(INFORMATION SHOWN)
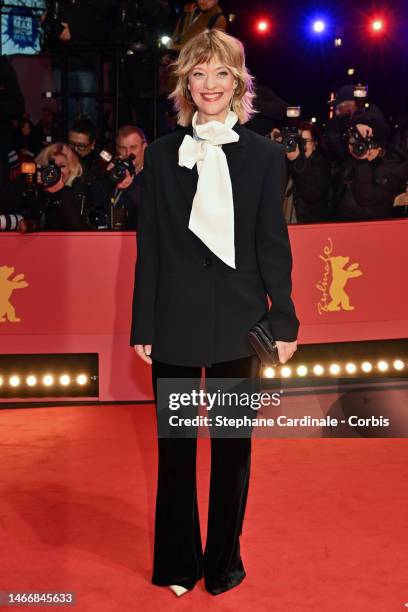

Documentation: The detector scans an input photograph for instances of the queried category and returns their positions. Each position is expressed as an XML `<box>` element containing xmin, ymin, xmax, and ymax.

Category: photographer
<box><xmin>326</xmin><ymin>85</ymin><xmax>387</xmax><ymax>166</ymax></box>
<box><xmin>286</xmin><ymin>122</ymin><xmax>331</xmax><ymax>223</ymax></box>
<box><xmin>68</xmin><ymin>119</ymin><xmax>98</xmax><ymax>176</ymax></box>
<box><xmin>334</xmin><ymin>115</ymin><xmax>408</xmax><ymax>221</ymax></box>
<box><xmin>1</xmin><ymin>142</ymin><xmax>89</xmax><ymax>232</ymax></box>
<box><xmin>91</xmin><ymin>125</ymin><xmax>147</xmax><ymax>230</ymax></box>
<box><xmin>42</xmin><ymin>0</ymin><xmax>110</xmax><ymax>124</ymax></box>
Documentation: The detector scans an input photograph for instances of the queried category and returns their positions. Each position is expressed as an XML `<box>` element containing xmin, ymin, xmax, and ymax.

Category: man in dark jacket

(THE PROBLEM) Rewrite all of the material above with "detector" swapped for "scanner" and nothing else changed, leaving out the pictures.

(SOLUTION TO THIS EXERCISE)
Documentation: The scanner scans an input photograph for instances of the queried category and returns their positions. Each position is expressed as an XML `<box>` element containing xmin, ymin, xmax, and ymax.

Category: photographer
<box><xmin>326</xmin><ymin>85</ymin><xmax>387</xmax><ymax>166</ymax></box>
<box><xmin>286</xmin><ymin>122</ymin><xmax>331</xmax><ymax>223</ymax></box>
<box><xmin>68</xmin><ymin>119</ymin><xmax>98</xmax><ymax>176</ymax></box>
<box><xmin>334</xmin><ymin>115</ymin><xmax>408</xmax><ymax>221</ymax></box>
<box><xmin>1</xmin><ymin>142</ymin><xmax>89</xmax><ymax>232</ymax></box>
<box><xmin>91</xmin><ymin>125</ymin><xmax>147</xmax><ymax>230</ymax></box>
<box><xmin>42</xmin><ymin>0</ymin><xmax>110</xmax><ymax>124</ymax></box>
Documentation: The scanner scans an input photograph for instances of the queried category and returns their positions. Each position is expressed as an XML `<box>` element containing xmin, ymin, xmax, and ymax.

Category: man in dark jacket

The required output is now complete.